Goal of the exercise =>
Arrange the lines of the entries as a numbered list, starting at the beginning of the entries and ending with the line that contains "negative clicks: (206, 245)". Omit blank lines and leave the pictures out.

Records for the exercise =>
◇ ◇ ◇ ◇

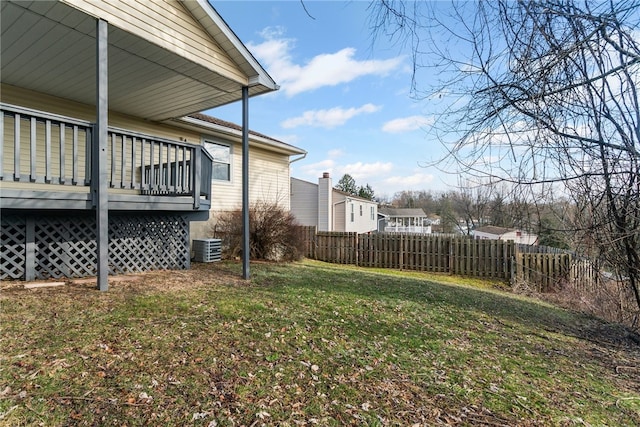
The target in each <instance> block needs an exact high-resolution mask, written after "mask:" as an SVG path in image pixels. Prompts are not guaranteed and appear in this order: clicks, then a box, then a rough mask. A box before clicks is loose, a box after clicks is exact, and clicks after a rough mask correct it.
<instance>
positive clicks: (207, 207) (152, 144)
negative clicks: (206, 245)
mask: <svg viewBox="0 0 640 427" xmlns="http://www.w3.org/2000/svg"><path fill="white" fill-rule="evenodd" d="M0 126H1V127H2V132H0V158H1V159H2V162H0V189H1V190H2V191H1V193H0V204H1V206H2V208H3V209H38V210H60V209H64V210H74V211H75V210H90V209H94V208H95V206H96V201H95V197H94V196H95V192H93V191H91V188H92V186H91V181H92V179H95V178H94V177H95V174H93V173H92V171H93V170H95V167H96V166H95V164H94V163H95V159H93V158H92V147H91V144H92V132H93V129H94V124H93V123H90V122H87V121H83V120H79V119H74V118H69V117H63V116H59V115H56V114H52V113H46V112H43V111H37V110H31V109H27V108H23V107H18V106H14V105H8V104H3V103H0ZM106 160H107V165H106V171H107V180H108V209H109V210H119V211H127V210H147V211H185V212H193V211H205V212H206V211H208V210H209V207H210V205H211V167H212V158H211V156H210V155H209V154H208V153H207V151H206V150H205V149H204V148H203V147H202V146H200V145H194V144H188V143H184V142H181V141H172V140H168V139H164V138H160V137H157V136H153V135H145V134H141V133H137V132H133V131H128V130H123V129H117V128H112V127H109V128H108V138H107V156H106Z"/></svg>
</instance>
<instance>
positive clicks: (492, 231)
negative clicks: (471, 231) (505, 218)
mask: <svg viewBox="0 0 640 427" xmlns="http://www.w3.org/2000/svg"><path fill="white" fill-rule="evenodd" d="M472 235H473V238H474V239H480V240H485V239H491V240H513V241H514V242H516V243H522V244H525V245H537V244H538V236H537V235H535V234H529V233H526V232H524V231H522V230H516V229H513V228H504V227H496V226H493V225H484V226H482V227H478V228H476V229H475V230H473V231H472Z"/></svg>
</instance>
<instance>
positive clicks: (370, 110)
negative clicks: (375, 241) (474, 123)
mask: <svg viewBox="0 0 640 427" xmlns="http://www.w3.org/2000/svg"><path fill="white" fill-rule="evenodd" d="M211 3H212V4H213V6H214V7H215V8H216V10H217V11H218V13H220V15H221V16H222V17H223V19H224V20H225V21H226V22H227V23H228V24H229V26H230V27H231V29H232V30H233V31H234V32H235V33H236V34H237V35H238V37H239V38H240V40H242V42H243V43H244V44H245V45H246V46H247V47H248V48H249V50H250V51H251V52H252V53H253V55H254V56H255V57H256V58H257V59H258V61H259V62H260V63H261V64H262V66H263V67H264V68H265V69H266V70H267V72H268V73H269V74H270V75H271V77H273V79H274V80H275V81H276V83H278V84H279V85H280V90H279V91H277V92H274V93H271V94H268V95H263V96H259V97H254V98H251V100H250V102H249V127H250V128H251V129H252V130H254V131H257V132H261V133H264V134H266V135H269V136H271V137H274V138H276V139H279V140H281V141H283V142H286V143H289V144H292V145H295V146H297V147H300V148H302V149H304V150H306V151H307V152H308V155H307V157H306V158H305V159H303V160H300V161H298V162H295V163H293V164H292V172H291V174H292V176H293V177H296V178H300V179H304V180H307V181H310V182H317V179H318V177H320V176H321V175H322V173H323V172H330V173H331V176H332V178H333V182H334V185H335V184H336V183H337V182H338V180H339V179H340V178H341V177H342V176H343V175H344V174H345V173H348V174H350V175H351V176H352V177H353V178H354V179H355V180H356V183H357V184H358V185H365V184H369V185H371V187H372V188H373V190H374V191H375V194H376V196H383V197H391V196H393V194H394V193H396V192H399V191H402V190H433V191H442V190H446V189H448V188H449V187H447V185H454V184H455V183H456V178H455V175H447V174H443V173H442V172H440V171H438V170H437V169H436V168H434V167H425V164H427V163H429V162H431V161H433V160H435V159H438V158H440V157H441V156H442V153H443V152H442V146H441V145H440V143H439V142H437V141H434V140H432V139H430V138H429V136H428V134H427V130H428V129H429V126H430V124H431V123H432V120H433V119H432V117H433V111H430V110H429V108H433V107H432V106H431V107H430V106H429V105H428V101H422V102H417V101H414V100H412V98H411V96H410V84H411V59H410V56H409V54H410V52H409V51H408V50H407V49H403V48H402V46H397V45H392V44H391V43H389V42H388V41H387V40H385V39H382V38H378V39H377V40H376V41H375V43H374V42H373V40H372V36H371V30H370V29H369V12H368V11H367V7H368V5H369V2H368V1H312V0H305V1H304V5H305V7H306V9H307V11H308V13H309V14H310V15H311V16H312V17H313V18H311V17H309V16H308V15H307V12H305V9H304V8H303V6H302V3H301V2H300V1H298V0H291V1H214V0H212V2H211ZM421 77H422V78H429V76H421ZM207 113H208V114H210V115H213V116H215V117H219V118H221V119H224V120H228V121H232V122H235V123H241V122H242V115H241V105H240V104H239V103H236V104H232V105H229V106H225V107H223V108H217V109H214V110H209V111H207Z"/></svg>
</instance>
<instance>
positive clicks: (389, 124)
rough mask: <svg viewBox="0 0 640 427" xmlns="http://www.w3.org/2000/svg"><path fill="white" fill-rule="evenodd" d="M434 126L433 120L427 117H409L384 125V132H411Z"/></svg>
mask: <svg viewBox="0 0 640 427" xmlns="http://www.w3.org/2000/svg"><path fill="white" fill-rule="evenodd" d="M431 124H433V118H430V117H425V116H409V117H402V118H399V119H393V120H390V121H388V122H386V123H385V124H383V125H382V131H383V132H388V133H402V132H410V131H413V130H416V129H421V128H423V127H425V126H429V125H431Z"/></svg>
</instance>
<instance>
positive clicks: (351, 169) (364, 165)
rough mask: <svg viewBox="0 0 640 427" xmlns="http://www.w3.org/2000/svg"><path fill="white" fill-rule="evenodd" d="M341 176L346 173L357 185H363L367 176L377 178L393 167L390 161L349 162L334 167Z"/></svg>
mask: <svg viewBox="0 0 640 427" xmlns="http://www.w3.org/2000/svg"><path fill="white" fill-rule="evenodd" d="M336 169H337V170H338V172H339V174H340V177H342V176H343V175H344V174H346V173H348V174H349V175H351V176H352V177H353V179H355V180H356V183H357V184H359V185H364V184H365V183H364V182H360V181H365V180H367V179H369V178H374V177H375V178H379V177H381V176H384V175H385V174H387V173H388V172H390V171H391V170H392V169H393V163H390V162H386V163H383V162H375V163H362V162H356V163H350V164H348V165H344V166H339V167H338V168H336Z"/></svg>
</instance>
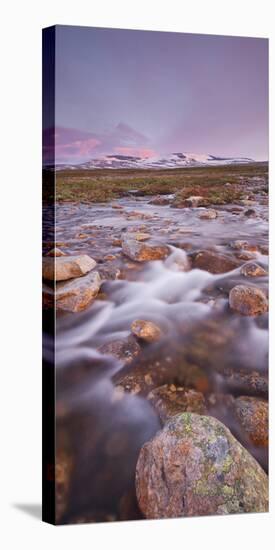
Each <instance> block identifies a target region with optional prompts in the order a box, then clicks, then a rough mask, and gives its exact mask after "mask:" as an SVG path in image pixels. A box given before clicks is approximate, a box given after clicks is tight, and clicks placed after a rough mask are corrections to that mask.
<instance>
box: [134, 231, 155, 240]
mask: <svg viewBox="0 0 275 550" xmlns="http://www.w3.org/2000/svg"><path fill="white" fill-rule="evenodd" d="M132 235H133V238H134V239H136V241H148V239H150V238H151V235H150V234H149V233H142V232H138V233H133V234H132ZM132 235H131V236H132Z"/></svg>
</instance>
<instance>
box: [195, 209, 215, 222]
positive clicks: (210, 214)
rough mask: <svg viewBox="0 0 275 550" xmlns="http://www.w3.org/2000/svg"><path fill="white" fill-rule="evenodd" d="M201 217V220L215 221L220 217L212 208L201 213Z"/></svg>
mask: <svg viewBox="0 0 275 550" xmlns="http://www.w3.org/2000/svg"><path fill="white" fill-rule="evenodd" d="M199 216H200V219H201V220H214V219H215V218H216V217H217V216H218V213H217V210H214V209H211V208H210V209H209V210H204V211H203V212H201V213H200V215H199Z"/></svg>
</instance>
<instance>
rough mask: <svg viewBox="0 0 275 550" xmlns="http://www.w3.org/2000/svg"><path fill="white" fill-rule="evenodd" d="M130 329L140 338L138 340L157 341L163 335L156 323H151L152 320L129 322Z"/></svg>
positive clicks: (150, 342)
mask: <svg viewBox="0 0 275 550" xmlns="http://www.w3.org/2000/svg"><path fill="white" fill-rule="evenodd" d="M131 331H132V333H133V334H134V335H135V336H137V337H138V338H140V340H144V342H148V343H153V342H158V341H159V340H160V339H161V338H162V336H163V333H162V331H161V329H160V327H158V325H156V324H155V323H152V321H145V320H143V319H137V320H136V321H133V323H132V324H131Z"/></svg>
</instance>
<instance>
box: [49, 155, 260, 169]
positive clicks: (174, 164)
mask: <svg viewBox="0 0 275 550" xmlns="http://www.w3.org/2000/svg"><path fill="white" fill-rule="evenodd" d="M251 162H254V161H253V159H250V158H245V157H244V158H243V157H239V158H238V157H236V158H235V157H234V158H229V157H218V156H215V155H207V154H205V155H203V154H196V153H171V154H169V155H164V156H161V157H151V158H149V157H144V158H142V157H136V156H130V155H106V156H104V157H101V158H95V159H91V160H89V161H87V162H84V163H82V164H59V165H56V170H68V169H71V170H76V169H83V170H93V169H96V168H97V169H103V168H111V169H118V168H120V169H121V168H136V169H137V168H144V169H145V168H182V167H186V166H216V165H224V164H249V163H251Z"/></svg>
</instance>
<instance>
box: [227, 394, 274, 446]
mask: <svg viewBox="0 0 275 550" xmlns="http://www.w3.org/2000/svg"><path fill="white" fill-rule="evenodd" d="M233 409H234V413H235V416H236V417H237V419H238V421H239V423H240V425H241V427H242V428H243V429H244V431H245V432H246V434H247V435H248V438H249V439H250V441H251V442H252V443H253V444H254V445H256V446H259V447H267V446H268V403H267V401H261V400H260V399H257V398H256V397H247V396H245V397H238V398H237V399H235V400H234V404H233Z"/></svg>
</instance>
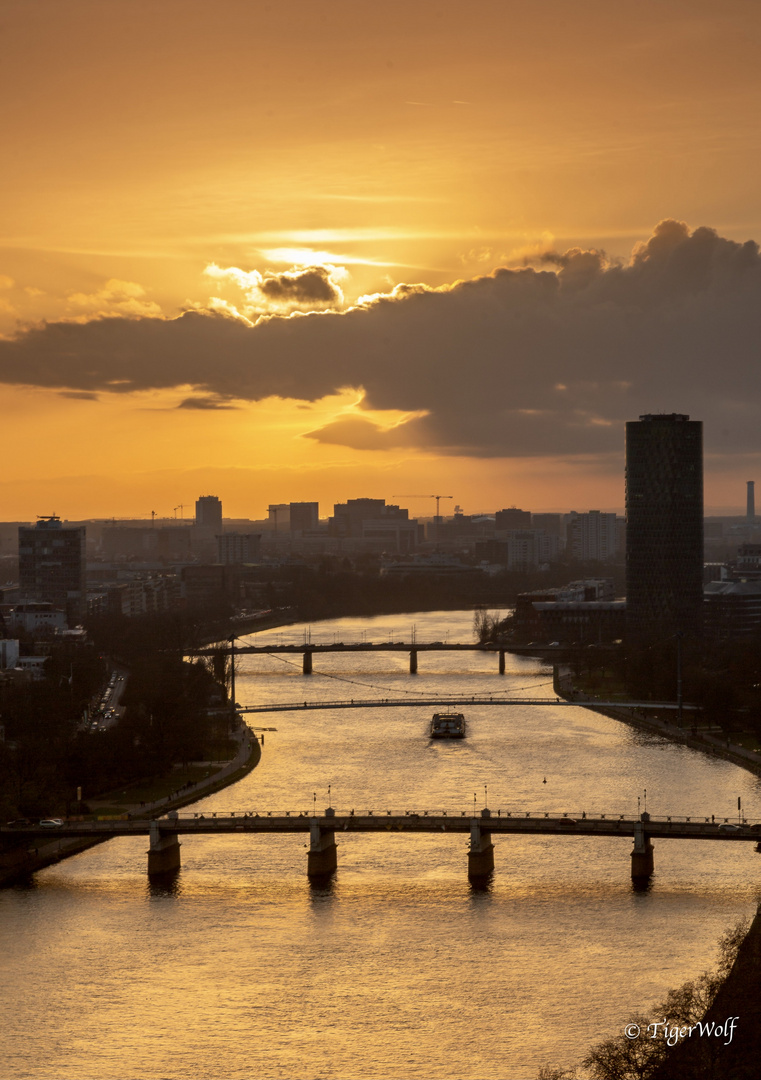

◇ ◇ ◇ ◇

Written solution =>
1. The target in each <instance> block needs an exact high-resolution mask, written after "mask:" as an SVG path in image pixels. Prompts are not guaranteed and appear in this order: clicks, then a box, then a rough mask. A box before clicks is loose, a box after clicks is exact, and clicks after a rough mask correct it.
2. <instance>
3. positive clicks: (207, 207) (152, 144)
4. negative clicks: (206, 245)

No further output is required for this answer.